RECORDS TO PROCESS —
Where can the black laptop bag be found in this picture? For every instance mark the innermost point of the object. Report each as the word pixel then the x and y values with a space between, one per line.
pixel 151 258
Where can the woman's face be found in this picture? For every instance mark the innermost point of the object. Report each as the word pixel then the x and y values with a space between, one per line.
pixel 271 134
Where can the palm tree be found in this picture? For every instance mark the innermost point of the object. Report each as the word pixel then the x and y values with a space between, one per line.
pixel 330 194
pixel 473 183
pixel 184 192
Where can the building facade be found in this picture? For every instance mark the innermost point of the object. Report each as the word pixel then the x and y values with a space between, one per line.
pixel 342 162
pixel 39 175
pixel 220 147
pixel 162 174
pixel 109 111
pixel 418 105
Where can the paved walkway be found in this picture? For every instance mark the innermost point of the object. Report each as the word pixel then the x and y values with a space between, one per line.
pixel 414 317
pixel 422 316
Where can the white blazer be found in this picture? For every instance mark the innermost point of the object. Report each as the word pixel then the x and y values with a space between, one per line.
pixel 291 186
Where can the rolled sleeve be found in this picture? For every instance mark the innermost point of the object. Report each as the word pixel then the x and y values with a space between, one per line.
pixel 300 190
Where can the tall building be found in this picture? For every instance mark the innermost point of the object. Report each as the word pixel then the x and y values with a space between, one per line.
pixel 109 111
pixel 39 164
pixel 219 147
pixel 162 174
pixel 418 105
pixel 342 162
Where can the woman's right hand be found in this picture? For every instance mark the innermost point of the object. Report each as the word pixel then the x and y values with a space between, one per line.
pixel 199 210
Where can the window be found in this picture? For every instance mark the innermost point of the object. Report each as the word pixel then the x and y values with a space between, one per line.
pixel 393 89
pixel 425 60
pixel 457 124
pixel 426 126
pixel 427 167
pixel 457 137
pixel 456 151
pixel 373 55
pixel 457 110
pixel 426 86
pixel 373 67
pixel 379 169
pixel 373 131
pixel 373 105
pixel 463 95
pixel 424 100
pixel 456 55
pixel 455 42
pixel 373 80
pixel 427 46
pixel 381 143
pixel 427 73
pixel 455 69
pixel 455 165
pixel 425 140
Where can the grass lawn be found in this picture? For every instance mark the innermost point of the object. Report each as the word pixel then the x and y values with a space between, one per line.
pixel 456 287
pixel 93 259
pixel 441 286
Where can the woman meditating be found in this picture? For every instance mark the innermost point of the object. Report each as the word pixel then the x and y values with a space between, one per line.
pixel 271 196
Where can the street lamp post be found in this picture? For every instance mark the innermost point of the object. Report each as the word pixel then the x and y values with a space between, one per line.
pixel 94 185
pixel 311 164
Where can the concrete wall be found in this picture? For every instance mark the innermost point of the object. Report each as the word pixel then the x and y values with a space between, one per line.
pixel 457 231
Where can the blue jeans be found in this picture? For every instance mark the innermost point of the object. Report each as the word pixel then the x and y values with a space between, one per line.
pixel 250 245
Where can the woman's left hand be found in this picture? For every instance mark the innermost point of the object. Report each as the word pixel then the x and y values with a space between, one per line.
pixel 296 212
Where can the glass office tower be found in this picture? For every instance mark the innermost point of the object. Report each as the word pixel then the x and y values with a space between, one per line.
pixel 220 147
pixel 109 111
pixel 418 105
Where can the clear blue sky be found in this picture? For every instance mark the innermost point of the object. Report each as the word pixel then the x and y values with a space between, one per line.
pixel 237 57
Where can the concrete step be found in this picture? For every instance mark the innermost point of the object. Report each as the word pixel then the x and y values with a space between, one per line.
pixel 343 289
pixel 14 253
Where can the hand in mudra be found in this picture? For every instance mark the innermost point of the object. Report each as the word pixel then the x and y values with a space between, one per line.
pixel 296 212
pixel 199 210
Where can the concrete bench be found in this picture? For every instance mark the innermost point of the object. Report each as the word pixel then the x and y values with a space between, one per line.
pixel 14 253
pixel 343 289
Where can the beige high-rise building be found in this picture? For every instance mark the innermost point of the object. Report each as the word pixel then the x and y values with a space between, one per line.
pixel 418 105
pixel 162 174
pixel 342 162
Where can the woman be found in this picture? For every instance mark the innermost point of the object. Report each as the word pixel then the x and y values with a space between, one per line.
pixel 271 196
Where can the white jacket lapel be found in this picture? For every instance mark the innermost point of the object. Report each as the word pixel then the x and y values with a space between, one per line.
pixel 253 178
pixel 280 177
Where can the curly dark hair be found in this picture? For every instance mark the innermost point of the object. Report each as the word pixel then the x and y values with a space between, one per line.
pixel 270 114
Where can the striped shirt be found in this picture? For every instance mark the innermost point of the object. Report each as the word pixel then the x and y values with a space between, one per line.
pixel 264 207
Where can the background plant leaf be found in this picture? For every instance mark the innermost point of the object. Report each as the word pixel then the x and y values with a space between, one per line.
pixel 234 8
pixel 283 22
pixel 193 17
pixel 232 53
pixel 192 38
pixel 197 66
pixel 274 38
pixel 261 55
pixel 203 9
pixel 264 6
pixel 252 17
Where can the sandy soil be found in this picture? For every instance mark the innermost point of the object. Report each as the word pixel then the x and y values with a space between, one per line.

WHAT TO PRODUCE — Rewrite the stretch from the start of the entries through the line containing "pixel 300 190", putting "light jacket" in place of "white blazer" and leaving everything else unchanged.

WORKED ANSWER —
Where can the black laptop bag be found in this picture? For every instance mark the innermost point of the object. Report each as the word pixel then the x and y values with a space between, one per line.
pixel 151 258
Where can the woman's face be found in this picture? For every instance mark the innermost point of the object. Report each as the word pixel then the x and y values with a space between, one per line.
pixel 271 134
Where can the palm tree be found in this picture? For every instance mark the innermost point of the object. Report each as the word pixel then the x and y values with a space between, one per line.
pixel 330 194
pixel 473 183
pixel 184 192
Where can the building facade be found in this picture? For every instance mark the innermost point of the object. Report each as the word pixel then the x and y values with a space between, one per line.
pixel 342 162
pixel 39 175
pixel 220 147
pixel 162 174
pixel 109 111
pixel 418 105
Where can the paved walkway be found in this picture? For every instance mark the innermost point of the object. Report each as the word pixel then the x and y values with a space between, one per line.
pixel 414 317
pixel 422 316
Where can the light jacket be found in this picture? For every instance mark the innermost point of the object. Report each as the word pixel then the x and y values with a space between, one per line.
pixel 291 186
Where can the rolled sleeve be found in this picture? For every instance mark the innermost point of the object. Report each as the word pixel then the x and y values with a space between, one per line.
pixel 300 190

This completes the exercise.